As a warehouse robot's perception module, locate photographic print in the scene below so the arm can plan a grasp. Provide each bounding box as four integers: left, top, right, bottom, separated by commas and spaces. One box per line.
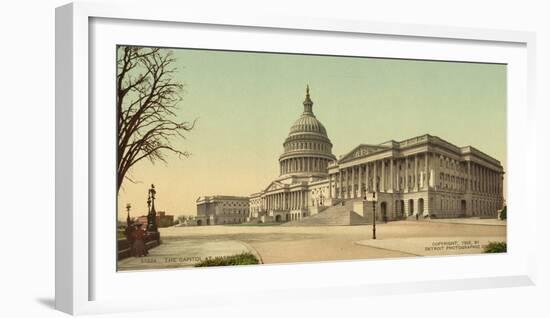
113, 45, 513, 271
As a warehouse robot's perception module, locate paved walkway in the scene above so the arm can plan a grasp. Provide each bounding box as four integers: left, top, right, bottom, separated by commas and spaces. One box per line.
118, 239, 259, 271
119, 219, 506, 270
427, 218, 506, 226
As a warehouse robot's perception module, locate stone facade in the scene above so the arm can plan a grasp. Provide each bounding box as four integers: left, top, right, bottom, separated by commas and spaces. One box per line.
201, 87, 504, 224
196, 195, 250, 225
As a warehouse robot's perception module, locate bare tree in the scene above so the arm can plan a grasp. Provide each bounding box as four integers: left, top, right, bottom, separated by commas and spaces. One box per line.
116, 46, 195, 192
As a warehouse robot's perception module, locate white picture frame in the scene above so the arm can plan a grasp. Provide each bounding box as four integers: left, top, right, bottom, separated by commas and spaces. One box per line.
55, 3, 536, 314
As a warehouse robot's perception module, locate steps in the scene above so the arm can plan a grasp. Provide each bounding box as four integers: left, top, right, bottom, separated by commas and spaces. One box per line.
282, 201, 367, 226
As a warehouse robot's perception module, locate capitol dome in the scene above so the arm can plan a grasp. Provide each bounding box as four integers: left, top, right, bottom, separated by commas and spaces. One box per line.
279, 86, 336, 177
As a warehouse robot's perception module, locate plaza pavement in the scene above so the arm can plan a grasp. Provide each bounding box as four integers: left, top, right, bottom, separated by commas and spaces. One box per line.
118, 219, 506, 270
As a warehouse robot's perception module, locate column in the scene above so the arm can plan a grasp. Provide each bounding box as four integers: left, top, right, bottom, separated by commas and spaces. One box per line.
404, 157, 409, 192
328, 174, 332, 200
380, 160, 386, 192
390, 158, 395, 191
423, 152, 430, 189
365, 163, 370, 192
350, 167, 355, 198
338, 170, 344, 199
466, 161, 472, 191
357, 165, 363, 198
413, 155, 418, 191
372, 161, 378, 192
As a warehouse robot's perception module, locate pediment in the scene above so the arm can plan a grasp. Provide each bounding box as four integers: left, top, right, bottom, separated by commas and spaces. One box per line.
339, 145, 387, 161
265, 181, 286, 192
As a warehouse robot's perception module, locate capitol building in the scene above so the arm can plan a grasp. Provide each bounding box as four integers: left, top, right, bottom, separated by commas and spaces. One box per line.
197, 87, 504, 225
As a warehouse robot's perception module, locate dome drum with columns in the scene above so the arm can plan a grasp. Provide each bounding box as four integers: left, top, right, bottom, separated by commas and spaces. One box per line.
279, 86, 336, 178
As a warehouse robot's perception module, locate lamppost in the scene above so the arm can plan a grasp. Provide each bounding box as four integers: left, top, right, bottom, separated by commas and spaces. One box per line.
147, 184, 158, 232
126, 203, 132, 226
372, 181, 378, 240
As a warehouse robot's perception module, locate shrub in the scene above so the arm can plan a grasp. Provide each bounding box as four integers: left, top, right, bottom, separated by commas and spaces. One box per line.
195, 253, 260, 267
484, 242, 506, 253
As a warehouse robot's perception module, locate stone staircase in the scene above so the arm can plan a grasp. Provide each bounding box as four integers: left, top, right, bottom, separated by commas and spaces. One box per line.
282, 201, 367, 226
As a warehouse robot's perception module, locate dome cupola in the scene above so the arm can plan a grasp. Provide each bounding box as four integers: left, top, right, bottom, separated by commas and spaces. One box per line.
279, 85, 336, 177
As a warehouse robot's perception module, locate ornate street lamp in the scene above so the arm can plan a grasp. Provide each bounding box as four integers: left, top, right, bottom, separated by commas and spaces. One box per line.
147, 184, 158, 232
126, 203, 132, 226
372, 181, 379, 240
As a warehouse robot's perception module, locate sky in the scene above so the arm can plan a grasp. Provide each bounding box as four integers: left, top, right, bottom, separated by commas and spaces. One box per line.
118, 49, 507, 219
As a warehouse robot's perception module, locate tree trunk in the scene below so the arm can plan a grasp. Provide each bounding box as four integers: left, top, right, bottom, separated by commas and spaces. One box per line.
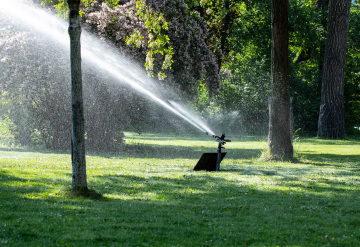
268, 0, 293, 159
317, 0, 351, 138
68, 0, 87, 191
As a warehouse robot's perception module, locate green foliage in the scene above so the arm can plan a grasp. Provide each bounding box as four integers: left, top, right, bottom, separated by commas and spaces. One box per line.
0, 133, 360, 246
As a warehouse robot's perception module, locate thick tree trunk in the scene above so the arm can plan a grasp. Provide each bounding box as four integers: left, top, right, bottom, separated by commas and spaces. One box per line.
68, 0, 87, 191
317, 0, 351, 138
268, 0, 293, 159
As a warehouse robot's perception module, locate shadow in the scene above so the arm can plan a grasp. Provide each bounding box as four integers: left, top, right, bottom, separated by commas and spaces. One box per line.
0, 171, 360, 246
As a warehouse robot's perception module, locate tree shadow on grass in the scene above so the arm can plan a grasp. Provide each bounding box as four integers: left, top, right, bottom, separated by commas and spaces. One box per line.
89, 144, 263, 159
300, 149, 360, 166
0, 169, 360, 246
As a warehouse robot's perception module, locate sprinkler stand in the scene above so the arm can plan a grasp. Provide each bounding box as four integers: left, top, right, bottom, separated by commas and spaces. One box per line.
194, 132, 230, 171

▶ [Objective] Reproduce the records from the line containing "As a warehouse robot's perception module, locate green" through the line containing "0, 133, 360, 246", swapping "green foliage" for "leafy canopy" and keeping everything else unchanged.

▶ [Answer to this problem]
As a warehouse robot's perception module, locate leafy canopy in the scene above so the arm can plan a grasp. Provide each bounding box as four integers: left, top, right, bottom, separated by commas and spaces. One box per line.
0, 133, 360, 246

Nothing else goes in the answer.